**記事抜粋:**
日ごろの“モヤモヤ”から解放される!?50代「やめてよかったこと」まとめ
日ごろのモヤモヤやストレスを生んでいるのは、もしかしたら、抱え込んだものや固まった価値観があなたを縛っているせいかも!? あたりまえだと思っていたことをやめ、人生が前向きになった50代のエピソードを大公開。医師と禅僧による“やめる”効果とアドバイスも!
やめて心が軽くなった人、こんなにいます!
《やめたこと①》会社勤め
決意したのはコロナ禍で会社の業績が悪化し、早期退職者を募ったタイミング。やめてからはとにかくストレスが減り、生活に余裕が生まれて気力もわいていいことずくめ。新しく自宅で英語教室を始め、ご近所付き合いも増えて充実した毎日を送っています。「どうしよう」と悩みはじめたら、やめ時が近づいているサインかもしれません。人生をプラスに向かわせる転換期です!(53歳・自営業)
《やめたこと②》完璧な家事
部屋をきれいに保ち、ていねいに料理を作ることが主婦の務め。そう思ってずっとがんばってきましたが、更年期の不調で思うように動けなくなり、落ち込んで鬱症状に……。そんなとき婦人科の先生の「完璧を目ざさないで」という言葉をきっかけに、しんどいときは家事をサボるようにしたんです。自分を甘やかしていくうちに、気持ちが前向きになっていきました。長年の習慣をやめるのは勇気がいりますが、ストレスの軽減や運気の好転、自分らしさの発見にもつながったと感じています。(56歳・講師)
《やめたこと③》友だちとのランチ会
何年か続いていた友だち数人で集まる月1回のランチ会を卒業しました。最初は楽しいおしゃべりの時間だったのですが、だんだん人様のことをネタにするネガティブな話題が多くなり、ムダな時間を過ごしている気がして……。友人たちと付き合いがなくなってしまうのは寂しいし、嫌われたくない気持ちもありました。でもスッパリ手放すと、人に合わせる憂鬱さから解放されて、気持ちにも時間にも余裕が生まれました。(56歳・自営業)

**課題 A:**
記録のうち、「Category: beige woven texture」を含む行から始めて記録の最後の行まで、一字も変えずに書き写せ。

**提供データ:**
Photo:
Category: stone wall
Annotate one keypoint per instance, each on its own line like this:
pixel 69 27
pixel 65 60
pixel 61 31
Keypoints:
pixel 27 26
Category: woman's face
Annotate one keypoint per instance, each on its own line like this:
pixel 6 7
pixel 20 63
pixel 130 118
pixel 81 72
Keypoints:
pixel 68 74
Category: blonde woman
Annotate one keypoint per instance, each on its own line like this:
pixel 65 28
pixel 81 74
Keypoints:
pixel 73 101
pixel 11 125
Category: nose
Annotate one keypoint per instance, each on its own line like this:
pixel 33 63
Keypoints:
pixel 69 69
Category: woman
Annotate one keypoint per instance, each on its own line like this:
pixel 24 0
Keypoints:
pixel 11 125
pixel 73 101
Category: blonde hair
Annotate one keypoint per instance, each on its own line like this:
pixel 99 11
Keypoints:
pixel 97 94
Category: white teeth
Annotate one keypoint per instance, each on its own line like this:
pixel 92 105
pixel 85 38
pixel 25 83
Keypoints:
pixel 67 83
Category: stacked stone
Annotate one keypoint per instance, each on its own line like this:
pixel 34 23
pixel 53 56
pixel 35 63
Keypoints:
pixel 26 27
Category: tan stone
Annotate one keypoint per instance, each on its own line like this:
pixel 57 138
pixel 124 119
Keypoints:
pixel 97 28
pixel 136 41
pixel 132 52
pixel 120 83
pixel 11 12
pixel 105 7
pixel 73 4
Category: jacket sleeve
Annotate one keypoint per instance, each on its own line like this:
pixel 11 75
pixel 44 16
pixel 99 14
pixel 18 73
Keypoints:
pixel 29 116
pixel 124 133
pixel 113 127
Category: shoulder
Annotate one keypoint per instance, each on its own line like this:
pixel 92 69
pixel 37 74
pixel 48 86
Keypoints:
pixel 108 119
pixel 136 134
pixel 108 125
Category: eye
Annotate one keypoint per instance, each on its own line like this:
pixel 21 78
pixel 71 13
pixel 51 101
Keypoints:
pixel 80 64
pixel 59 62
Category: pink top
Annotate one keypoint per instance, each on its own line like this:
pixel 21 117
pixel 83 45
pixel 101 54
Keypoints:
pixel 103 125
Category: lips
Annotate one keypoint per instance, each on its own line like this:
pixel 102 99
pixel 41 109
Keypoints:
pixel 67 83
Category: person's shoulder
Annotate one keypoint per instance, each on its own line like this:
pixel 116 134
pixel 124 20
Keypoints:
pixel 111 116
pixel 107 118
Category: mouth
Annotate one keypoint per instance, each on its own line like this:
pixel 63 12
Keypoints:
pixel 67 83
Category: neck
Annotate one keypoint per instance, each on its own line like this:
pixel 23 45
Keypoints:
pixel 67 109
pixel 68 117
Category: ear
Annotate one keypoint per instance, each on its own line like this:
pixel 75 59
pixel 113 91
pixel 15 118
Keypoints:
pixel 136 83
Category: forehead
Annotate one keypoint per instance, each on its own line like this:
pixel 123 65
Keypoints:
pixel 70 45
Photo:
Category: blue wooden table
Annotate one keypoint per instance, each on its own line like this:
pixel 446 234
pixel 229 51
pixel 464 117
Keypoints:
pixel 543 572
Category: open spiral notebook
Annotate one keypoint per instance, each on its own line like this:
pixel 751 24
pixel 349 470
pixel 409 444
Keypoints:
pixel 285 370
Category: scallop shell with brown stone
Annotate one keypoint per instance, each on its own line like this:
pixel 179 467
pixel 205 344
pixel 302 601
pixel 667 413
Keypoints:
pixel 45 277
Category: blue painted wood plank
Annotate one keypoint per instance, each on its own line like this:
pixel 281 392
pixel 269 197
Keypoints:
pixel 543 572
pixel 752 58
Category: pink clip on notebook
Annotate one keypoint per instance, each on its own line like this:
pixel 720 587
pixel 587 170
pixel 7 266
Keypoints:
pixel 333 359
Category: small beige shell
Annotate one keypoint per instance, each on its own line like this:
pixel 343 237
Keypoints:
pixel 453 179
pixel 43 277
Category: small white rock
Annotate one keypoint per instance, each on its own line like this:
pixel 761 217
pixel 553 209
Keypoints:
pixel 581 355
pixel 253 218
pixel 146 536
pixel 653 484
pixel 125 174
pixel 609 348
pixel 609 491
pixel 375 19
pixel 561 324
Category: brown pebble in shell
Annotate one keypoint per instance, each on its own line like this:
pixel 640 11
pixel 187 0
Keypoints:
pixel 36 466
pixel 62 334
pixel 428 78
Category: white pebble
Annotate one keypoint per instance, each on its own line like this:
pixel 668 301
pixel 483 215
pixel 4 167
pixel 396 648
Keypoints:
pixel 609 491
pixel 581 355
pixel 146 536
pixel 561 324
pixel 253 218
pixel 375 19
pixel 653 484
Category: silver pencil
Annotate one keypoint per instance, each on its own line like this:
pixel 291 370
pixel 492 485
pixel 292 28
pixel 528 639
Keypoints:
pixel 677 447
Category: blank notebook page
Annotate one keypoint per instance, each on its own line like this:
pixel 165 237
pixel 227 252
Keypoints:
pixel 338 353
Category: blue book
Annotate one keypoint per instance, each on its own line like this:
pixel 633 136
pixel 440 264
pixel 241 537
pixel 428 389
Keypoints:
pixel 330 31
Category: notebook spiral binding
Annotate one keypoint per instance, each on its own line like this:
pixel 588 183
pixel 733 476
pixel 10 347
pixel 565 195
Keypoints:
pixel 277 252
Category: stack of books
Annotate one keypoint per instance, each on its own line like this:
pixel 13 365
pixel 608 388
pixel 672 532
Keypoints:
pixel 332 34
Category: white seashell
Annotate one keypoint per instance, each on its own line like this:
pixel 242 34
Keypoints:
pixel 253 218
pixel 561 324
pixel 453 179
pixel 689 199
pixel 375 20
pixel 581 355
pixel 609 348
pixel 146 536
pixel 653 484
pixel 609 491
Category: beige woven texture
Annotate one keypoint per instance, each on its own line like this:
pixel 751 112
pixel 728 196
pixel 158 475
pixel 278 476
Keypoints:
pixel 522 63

**課題 B:**
50代が「やめてよかったこと」を扱った記事から、「やめて心が軽くなった人、こんなにいます!」に始まり「じています。(56歳・講師)」までの部分を、そのまま抜き出せ。

**回答全文 A:**
Category: beige woven texture
Annotate one keypoint per instance, each on its own line like this:
pixel 751 112
pixel 728 196
pixel 158 475
pixel 278 476
Keypoints:
pixel 522 63

**回答全文 B:**
やめて心が軽くなった人、こんなにいます!
《やめたこと①》会社勤め
決意したのはコロナ禍で会社の業績が悪化し、早期退職者を募ったタイミング。やめてからはとにかくストレスが減り、生活に余裕が生まれて気力もわいていいことずくめ。新しく自宅で英語教室を始め、ご近所付き合いも増えて充実した毎日を送っています。「どうしよう」と悩みはじめたら、やめ時が近づいているサインかもしれません。人生をプラスに向かわせる転換期です!(53歳・自営業)
《やめたこと②》完璧な家事
部屋をきれいに保ち、ていねいに料理を作ることが主婦の務め。そう思ってずっとがんばってきましたが、更年期の不調で思うように動けなくなり、落ち込んで鬱症状に……。そんなとき婦人科の先生の「完璧を目ざさないで」という言葉をきっかけに、しんどいときは家事をサボるようにしたんです。自分を甘やかしていくうちに、気持ちが前向きになっていきました。長年の習慣をやめるのは勇気がいりますが、ストレスの軽減や運気の好転、自分らしさの発見にもつながったと感じています。(56歳・講師)